Dataset entries:
§

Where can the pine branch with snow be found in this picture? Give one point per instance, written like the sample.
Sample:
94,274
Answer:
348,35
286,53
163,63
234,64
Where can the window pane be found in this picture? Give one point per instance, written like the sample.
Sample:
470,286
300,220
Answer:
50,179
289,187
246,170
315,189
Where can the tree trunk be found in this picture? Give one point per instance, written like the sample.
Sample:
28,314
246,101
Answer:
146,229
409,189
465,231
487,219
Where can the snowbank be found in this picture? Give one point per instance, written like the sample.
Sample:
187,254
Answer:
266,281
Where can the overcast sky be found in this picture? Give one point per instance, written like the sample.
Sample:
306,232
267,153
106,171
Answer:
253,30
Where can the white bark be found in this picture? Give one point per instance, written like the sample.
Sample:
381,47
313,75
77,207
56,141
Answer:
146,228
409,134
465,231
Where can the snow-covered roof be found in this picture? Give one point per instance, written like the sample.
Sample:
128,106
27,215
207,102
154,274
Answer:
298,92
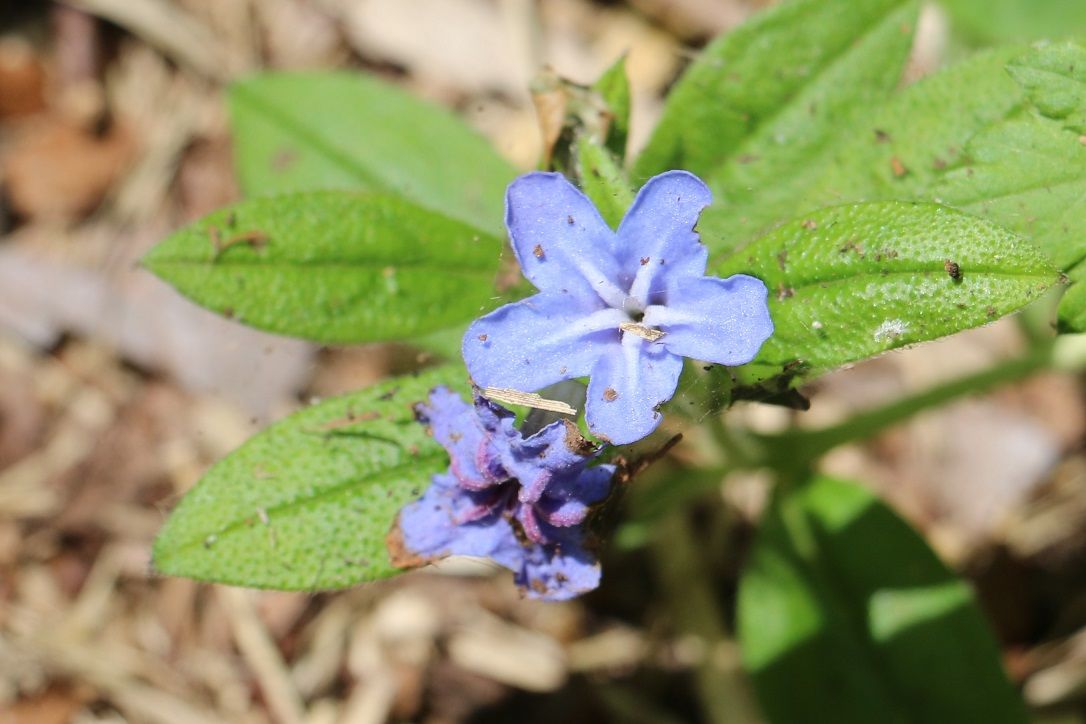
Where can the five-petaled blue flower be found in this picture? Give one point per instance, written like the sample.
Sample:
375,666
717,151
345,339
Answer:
623,307
517,500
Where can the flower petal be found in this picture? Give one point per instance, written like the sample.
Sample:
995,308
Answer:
567,499
557,449
719,320
628,383
535,342
560,241
657,240
456,427
559,571
431,526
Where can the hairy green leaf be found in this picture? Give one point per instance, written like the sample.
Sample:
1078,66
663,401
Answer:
849,282
305,505
846,615
770,93
301,131
603,180
332,266
1001,21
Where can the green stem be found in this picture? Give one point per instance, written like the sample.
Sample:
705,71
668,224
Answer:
682,573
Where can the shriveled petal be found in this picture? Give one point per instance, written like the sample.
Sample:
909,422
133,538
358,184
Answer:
562,242
560,571
719,320
555,452
539,341
431,526
628,384
566,502
657,240
457,428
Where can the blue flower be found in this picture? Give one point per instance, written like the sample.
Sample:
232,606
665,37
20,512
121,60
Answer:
621,307
517,500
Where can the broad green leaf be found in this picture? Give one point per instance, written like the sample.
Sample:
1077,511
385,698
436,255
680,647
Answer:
302,131
1072,310
603,180
1000,21
614,86
332,266
1055,78
896,152
1028,172
774,90
846,615
305,505
849,282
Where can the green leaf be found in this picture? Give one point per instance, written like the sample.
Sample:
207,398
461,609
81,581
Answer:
603,180
849,282
1055,78
846,615
306,504
614,86
1001,21
332,266
301,131
772,92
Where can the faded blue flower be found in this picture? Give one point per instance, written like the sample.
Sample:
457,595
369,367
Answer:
621,307
517,500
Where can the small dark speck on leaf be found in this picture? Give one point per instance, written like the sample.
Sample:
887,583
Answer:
952,268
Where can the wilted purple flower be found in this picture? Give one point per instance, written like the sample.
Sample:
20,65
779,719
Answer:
517,500
623,307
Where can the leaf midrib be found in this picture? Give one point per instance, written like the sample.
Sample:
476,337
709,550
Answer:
318,264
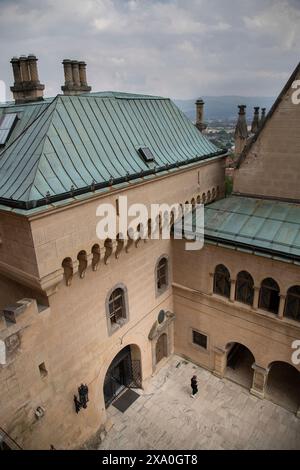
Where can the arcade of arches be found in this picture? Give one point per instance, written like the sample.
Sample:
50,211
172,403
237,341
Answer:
279,382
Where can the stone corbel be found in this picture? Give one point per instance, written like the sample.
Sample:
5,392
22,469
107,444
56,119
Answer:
120,245
82,264
129,244
96,257
110,249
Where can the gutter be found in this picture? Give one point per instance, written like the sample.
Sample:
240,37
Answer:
254,250
27,205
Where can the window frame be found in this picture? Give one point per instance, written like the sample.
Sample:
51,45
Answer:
268,289
121,320
160,290
247,279
288,299
215,281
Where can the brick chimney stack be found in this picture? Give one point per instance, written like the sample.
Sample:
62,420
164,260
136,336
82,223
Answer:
27,86
255,122
75,78
241,130
200,115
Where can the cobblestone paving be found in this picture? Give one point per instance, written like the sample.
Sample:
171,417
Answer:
223,416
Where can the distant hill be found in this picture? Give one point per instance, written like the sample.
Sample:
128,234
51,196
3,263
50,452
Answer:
224,108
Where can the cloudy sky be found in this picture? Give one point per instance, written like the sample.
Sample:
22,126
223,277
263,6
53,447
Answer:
176,48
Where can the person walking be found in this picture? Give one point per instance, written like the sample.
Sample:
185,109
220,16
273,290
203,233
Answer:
194,385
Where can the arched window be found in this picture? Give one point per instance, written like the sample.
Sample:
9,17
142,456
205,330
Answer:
222,281
117,308
292,303
162,275
244,288
269,295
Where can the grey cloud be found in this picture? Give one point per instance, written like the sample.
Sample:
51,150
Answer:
179,48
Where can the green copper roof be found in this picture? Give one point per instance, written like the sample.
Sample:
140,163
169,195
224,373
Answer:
261,226
67,145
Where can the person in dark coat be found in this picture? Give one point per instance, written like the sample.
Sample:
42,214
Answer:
194,385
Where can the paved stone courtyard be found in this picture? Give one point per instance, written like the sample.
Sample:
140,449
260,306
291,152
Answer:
223,416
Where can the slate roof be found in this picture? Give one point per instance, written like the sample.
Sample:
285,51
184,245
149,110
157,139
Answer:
267,227
67,145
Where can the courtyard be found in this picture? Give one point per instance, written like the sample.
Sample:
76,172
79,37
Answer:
224,415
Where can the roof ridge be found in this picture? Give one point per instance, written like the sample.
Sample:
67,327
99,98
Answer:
254,138
55,101
28,127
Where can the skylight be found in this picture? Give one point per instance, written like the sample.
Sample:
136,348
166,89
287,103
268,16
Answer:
7,122
146,154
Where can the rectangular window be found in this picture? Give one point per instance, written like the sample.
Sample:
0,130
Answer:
43,370
200,339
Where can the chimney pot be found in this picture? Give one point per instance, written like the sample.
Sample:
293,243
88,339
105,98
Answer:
75,70
67,63
24,68
32,62
26,86
255,122
15,62
200,115
82,73
75,77
241,130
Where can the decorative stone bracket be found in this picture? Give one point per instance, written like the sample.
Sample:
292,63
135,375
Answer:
17,318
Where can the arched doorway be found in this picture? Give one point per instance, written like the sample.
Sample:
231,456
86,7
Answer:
239,364
124,372
161,348
283,385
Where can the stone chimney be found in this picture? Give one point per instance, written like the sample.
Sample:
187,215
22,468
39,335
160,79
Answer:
75,78
27,86
255,122
262,117
241,130
200,115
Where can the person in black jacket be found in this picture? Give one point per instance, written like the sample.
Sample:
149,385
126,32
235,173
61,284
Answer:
194,385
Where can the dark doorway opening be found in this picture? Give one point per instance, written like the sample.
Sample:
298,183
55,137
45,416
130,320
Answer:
124,372
161,348
283,385
239,364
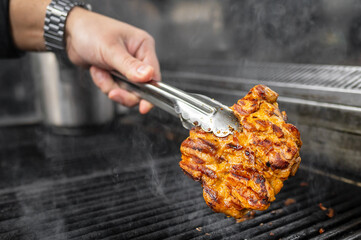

§

- Goal of the exercise:
Can you locate every line in the records above that contains the word "courtyard" and copy each of those lines? Case counts when matching.

- Response for this exercise:
Where can the paved stone courtyard be found in this picture? Give one point per instance, written like the sample.
Where can the courtyard be found in this picture? Give one point per instance, written like the sample.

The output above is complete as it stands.